• [Directions]
Each line from the one holding "Target: wooden post" to the end of the listing below must be given again exactly as it appears.

• [The records]
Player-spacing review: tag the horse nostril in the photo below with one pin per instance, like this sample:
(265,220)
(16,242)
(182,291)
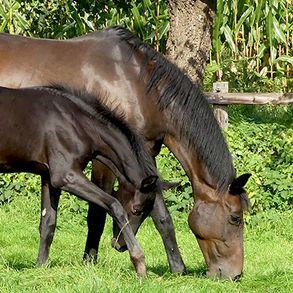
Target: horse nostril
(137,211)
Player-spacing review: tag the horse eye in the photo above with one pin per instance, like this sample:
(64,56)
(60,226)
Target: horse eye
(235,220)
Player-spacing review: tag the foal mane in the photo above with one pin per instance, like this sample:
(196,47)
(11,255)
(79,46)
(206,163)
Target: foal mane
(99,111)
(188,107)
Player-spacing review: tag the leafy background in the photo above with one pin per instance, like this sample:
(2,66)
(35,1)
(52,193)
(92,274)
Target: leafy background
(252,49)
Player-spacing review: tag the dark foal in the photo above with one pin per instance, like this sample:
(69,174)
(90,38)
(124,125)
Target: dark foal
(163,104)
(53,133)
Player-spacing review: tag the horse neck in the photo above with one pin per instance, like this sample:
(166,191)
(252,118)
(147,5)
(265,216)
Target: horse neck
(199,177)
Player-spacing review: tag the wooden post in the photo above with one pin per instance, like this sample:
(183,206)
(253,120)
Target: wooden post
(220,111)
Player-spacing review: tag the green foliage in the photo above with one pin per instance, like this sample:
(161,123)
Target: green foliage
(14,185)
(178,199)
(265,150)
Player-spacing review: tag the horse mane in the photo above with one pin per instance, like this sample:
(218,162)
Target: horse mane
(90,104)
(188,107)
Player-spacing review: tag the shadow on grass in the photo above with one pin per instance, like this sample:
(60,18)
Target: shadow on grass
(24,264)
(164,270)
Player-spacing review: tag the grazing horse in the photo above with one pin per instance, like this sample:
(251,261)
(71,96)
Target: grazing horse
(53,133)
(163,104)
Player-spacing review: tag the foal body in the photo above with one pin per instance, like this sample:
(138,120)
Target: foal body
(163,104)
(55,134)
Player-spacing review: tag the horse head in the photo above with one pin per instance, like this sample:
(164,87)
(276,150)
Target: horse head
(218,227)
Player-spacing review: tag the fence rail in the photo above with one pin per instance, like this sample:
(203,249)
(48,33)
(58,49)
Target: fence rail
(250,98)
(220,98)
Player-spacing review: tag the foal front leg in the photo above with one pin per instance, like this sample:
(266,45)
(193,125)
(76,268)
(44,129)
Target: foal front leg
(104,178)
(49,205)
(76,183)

• [Output]
Target: wooden post
(220,111)
Player-spacing review: tag the green foliage in the photo above with one pin per instance, like this sample:
(161,123)
Target: green foliage
(14,185)
(178,199)
(265,150)
Player-spacing review: tag the horse mane in the photo above with one pin per instance, like this sample:
(218,162)
Target: horse mane
(90,104)
(188,107)
Player-spacing review: tag the shadow on grass in the photo above with one pin per instance, like this sample:
(60,18)
Target: shadow on grass
(24,264)
(164,270)
Player-spacing review: tag the grazing horse in the photo above with one pin per instance, like this sample:
(251,261)
(71,96)
Target: grazing horse
(53,133)
(163,104)
Player-spacing review: tag the foal body in the photo above with one pin per instance, like this sample:
(138,120)
Target: foal body
(163,104)
(55,134)
Player-spacing review: tag the horse head in the photo above with one pin per instance, like this sample:
(164,87)
(276,150)
Target: horse head
(218,227)
Player-spacing review: tag the fence rail in the photo above with one pin per instance, like this sample:
(203,249)
(48,33)
(58,49)
Target: fence rail
(250,98)
(220,98)
Player-spacing review: tag the foal front leg in the photo above with one pin per instance, like this sample:
(266,45)
(193,125)
(76,268)
(44,129)
Target: foal front leg
(104,178)
(49,205)
(76,183)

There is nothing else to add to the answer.